Given task ▸ Change "tree shadow on field" to "tree shade on lawn" in the lines from the start of the records through the line with "659 518 L 666", keeping everything else the same, and give those lines without the pictures.

□ □ □ □

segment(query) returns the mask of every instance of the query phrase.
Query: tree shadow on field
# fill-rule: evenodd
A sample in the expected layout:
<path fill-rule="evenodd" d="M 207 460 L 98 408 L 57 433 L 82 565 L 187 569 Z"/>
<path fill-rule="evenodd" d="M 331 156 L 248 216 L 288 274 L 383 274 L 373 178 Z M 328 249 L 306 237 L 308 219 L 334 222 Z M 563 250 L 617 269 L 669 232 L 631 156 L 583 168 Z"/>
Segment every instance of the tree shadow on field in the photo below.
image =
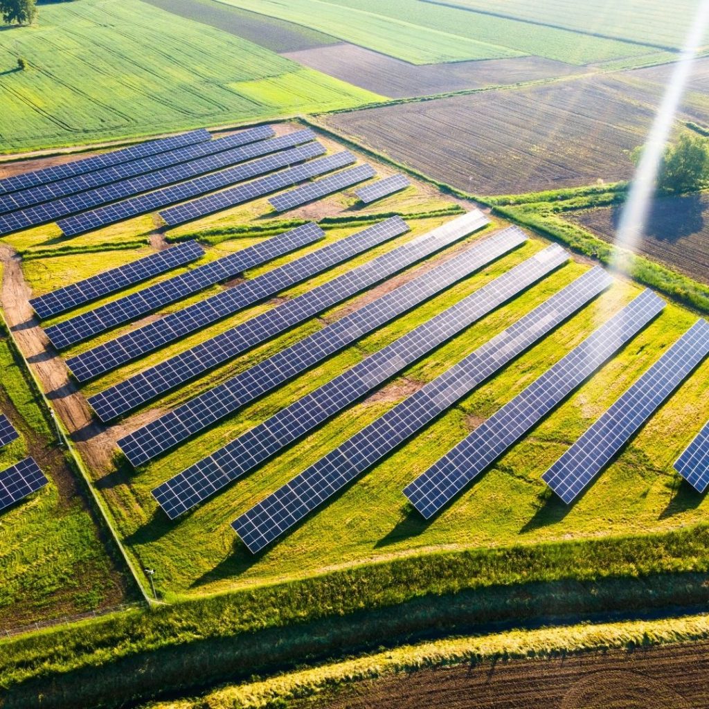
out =
<path fill-rule="evenodd" d="M 659 518 L 666 520 L 683 512 L 696 510 L 703 499 L 704 495 L 702 493 L 698 492 L 684 478 L 678 475 L 676 481 L 672 486 L 669 502 L 660 513 Z"/>
<path fill-rule="evenodd" d="M 650 208 L 645 231 L 658 241 L 674 243 L 704 228 L 704 211 L 709 210 L 709 198 L 701 193 L 678 196 L 656 197 Z M 623 207 L 614 207 L 612 220 L 618 231 Z"/>

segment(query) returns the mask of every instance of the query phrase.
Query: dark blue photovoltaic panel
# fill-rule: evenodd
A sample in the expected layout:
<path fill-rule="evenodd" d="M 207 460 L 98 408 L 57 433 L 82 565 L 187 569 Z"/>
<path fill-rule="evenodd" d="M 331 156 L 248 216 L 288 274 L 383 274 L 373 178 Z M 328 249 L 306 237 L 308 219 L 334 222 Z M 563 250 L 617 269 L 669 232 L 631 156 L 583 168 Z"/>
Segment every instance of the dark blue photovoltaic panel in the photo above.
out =
<path fill-rule="evenodd" d="M 676 459 L 674 469 L 699 492 L 709 485 L 709 423 Z"/>
<path fill-rule="evenodd" d="M 67 364 L 79 381 L 86 381 L 342 263 L 370 246 L 381 243 L 383 238 L 393 238 L 408 230 L 408 226 L 403 219 L 392 217 L 364 232 L 340 239 L 211 298 L 170 313 L 155 323 L 104 342 L 68 360 Z"/>
<path fill-rule="evenodd" d="M 45 333 L 57 350 L 67 347 L 209 286 L 225 281 L 246 269 L 260 266 L 294 249 L 311 244 L 322 239 L 325 233 L 317 224 L 308 222 L 278 236 L 265 239 L 228 256 L 106 303 L 87 313 L 82 313 L 48 328 Z"/>
<path fill-rule="evenodd" d="M 4 413 L 0 413 L 0 446 L 7 445 L 19 437 L 10 420 Z"/>
<path fill-rule="evenodd" d="M 525 239 L 521 230 L 510 227 L 493 238 L 474 242 L 458 256 L 121 439 L 119 447 L 134 467 L 146 462 L 440 293 L 496 257 L 523 243 Z"/>
<path fill-rule="evenodd" d="M 275 133 L 270 125 L 261 125 L 247 130 L 240 130 L 230 135 L 217 138 L 216 140 L 207 140 L 194 145 L 186 145 L 177 150 L 160 152 L 157 155 L 141 157 L 140 160 L 131 160 L 129 162 L 121 162 L 120 164 L 104 167 L 93 172 L 86 172 L 56 182 L 11 192 L 0 197 L 0 214 L 14 211 L 16 209 L 24 209 L 33 204 L 51 201 L 69 194 L 75 194 L 77 192 L 84 192 L 94 187 L 118 182 L 135 175 L 155 172 L 170 165 L 196 160 L 197 158 L 212 155 L 232 147 L 264 140 L 272 138 L 274 135 Z"/>
<path fill-rule="evenodd" d="M 171 138 L 141 143 L 138 145 L 131 145 L 130 147 L 121 150 L 104 152 L 93 157 L 79 158 L 78 160 L 65 162 L 61 165 L 54 165 L 32 172 L 13 175 L 11 177 L 0 179 L 0 194 L 12 192 L 16 189 L 25 189 L 38 184 L 45 184 L 54 180 L 64 179 L 65 177 L 71 177 L 84 172 L 91 172 L 92 170 L 101 169 L 109 165 L 116 165 L 138 157 L 145 157 L 146 155 L 154 155 L 167 150 L 172 150 L 182 145 L 203 143 L 211 140 L 211 137 L 208 130 L 200 128 L 199 130 L 192 130 L 191 133 L 173 135 Z"/>
<path fill-rule="evenodd" d="M 698 320 L 542 476 L 568 505 L 709 354 L 709 323 Z"/>
<path fill-rule="evenodd" d="M 0 510 L 36 492 L 48 482 L 33 458 L 26 458 L 2 471 L 0 472 Z"/>
<path fill-rule="evenodd" d="M 484 214 L 473 210 L 91 397 L 89 403 L 102 421 L 111 420 L 342 302 L 489 223 Z"/>
<path fill-rule="evenodd" d="M 78 283 L 72 283 L 38 298 L 33 298 L 30 305 L 40 318 L 50 318 L 110 293 L 115 293 L 127 286 L 147 281 L 178 266 L 184 266 L 203 255 L 204 250 L 197 242 L 187 241 L 164 249 L 157 254 L 150 254 L 125 266 L 104 271 Z"/>
<path fill-rule="evenodd" d="M 374 184 L 368 184 L 359 189 L 354 190 L 354 194 L 365 203 L 369 204 L 381 199 L 382 197 L 388 196 L 398 192 L 400 189 L 406 189 L 411 183 L 408 178 L 397 172 L 390 177 L 385 177 L 384 179 L 377 180 Z"/>
<path fill-rule="evenodd" d="M 664 306 L 664 301 L 652 291 L 644 291 L 416 478 L 404 494 L 426 519 L 432 517 L 635 337 Z"/>
<path fill-rule="evenodd" d="M 325 195 L 332 194 L 333 192 L 337 192 L 341 189 L 345 189 L 345 187 L 350 187 L 358 182 L 369 179 L 370 177 L 374 177 L 376 174 L 376 172 L 374 168 L 365 163 L 364 165 L 351 167 L 348 170 L 342 170 L 341 172 L 330 175 L 329 177 L 323 177 L 314 182 L 309 182 L 308 184 L 296 187 L 289 192 L 277 194 L 275 197 L 272 197 L 269 200 L 269 203 L 277 212 L 284 212 L 294 207 L 307 204 L 308 202 L 311 202 L 313 199 L 319 199 Z"/>
<path fill-rule="evenodd" d="M 319 144 L 318 144 L 319 145 Z M 323 151 L 325 152 L 324 150 Z M 311 177 L 330 172 L 338 167 L 352 164 L 355 162 L 354 156 L 349 150 L 337 152 L 334 155 L 306 162 L 304 165 L 291 167 L 290 169 L 277 172 L 275 174 L 254 180 L 248 184 L 225 189 L 223 192 L 210 194 L 201 199 L 195 199 L 186 204 L 178 204 L 170 209 L 160 212 L 160 216 L 169 226 L 177 226 L 185 222 L 191 221 L 198 217 L 203 217 L 222 209 L 228 209 L 242 204 L 250 199 L 264 197 L 284 187 L 290 187 Z"/>
<path fill-rule="evenodd" d="M 312 140 L 315 134 L 310 130 L 298 130 L 288 135 L 233 147 L 229 150 L 224 150 L 214 155 L 207 155 L 190 162 L 164 167 L 148 174 L 136 175 L 135 177 L 129 177 L 120 182 L 112 182 L 111 184 L 96 187 L 86 192 L 79 192 L 51 202 L 35 204 L 26 209 L 0 215 L 0 235 L 54 221 L 59 217 L 86 211 L 87 209 L 116 202 L 147 190 L 157 189 L 158 187 L 179 182 L 194 177 L 196 175 L 228 167 L 259 155 L 276 152 Z M 66 234 L 66 232 L 65 233 Z"/>
<path fill-rule="evenodd" d="M 600 267 L 587 272 L 241 515 L 232 527 L 250 551 L 260 551 L 538 342 L 610 282 Z"/>
<path fill-rule="evenodd" d="M 484 242 L 483 245 L 484 245 Z M 551 246 L 274 414 L 153 491 L 170 518 L 252 470 L 567 261 Z"/>
<path fill-rule="evenodd" d="M 280 138 L 273 140 L 279 140 Z M 264 142 L 271 143 L 270 140 Z M 260 143 L 254 145 L 258 145 Z M 125 199 L 115 204 L 107 204 L 106 206 L 99 207 L 84 214 L 61 219 L 57 223 L 65 236 L 76 236 L 77 234 L 83 234 L 92 229 L 98 229 L 99 227 L 130 219 L 139 214 L 154 211 L 168 204 L 189 199 L 190 197 L 221 189 L 235 182 L 241 182 L 252 177 L 267 174 L 286 165 L 291 165 L 322 155 L 325 152 L 325 148 L 319 143 L 309 143 L 257 160 L 252 160 L 229 169 L 203 175 L 201 177 L 188 180 L 186 182 L 181 182 L 179 184 L 174 184 L 164 189 L 148 192 L 147 194 Z"/>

□ □ □ □

Exercise output ▸
segment(query) returns the mask of every instance of the query phrase.
Query: tree shade on lawn
# fill-rule: evenodd
A sample in the expected layout:
<path fill-rule="evenodd" d="M 207 460 L 98 408 L 57 433 L 82 565 L 187 569 Z"/>
<path fill-rule="evenodd" d="M 331 156 L 248 216 L 288 274 L 383 274 L 373 178 Z M 328 249 L 306 237 L 308 219 L 334 222 Z M 563 250 L 617 269 L 669 232 L 631 156 L 583 168 Z"/>
Segment every instance of the tree shade on lawn in the photo below.
image =
out =
<path fill-rule="evenodd" d="M 659 518 L 666 520 L 683 512 L 696 510 L 703 499 L 704 495 L 702 493 L 698 492 L 684 478 L 678 475 L 676 481 L 672 486 L 669 502 L 660 513 Z"/>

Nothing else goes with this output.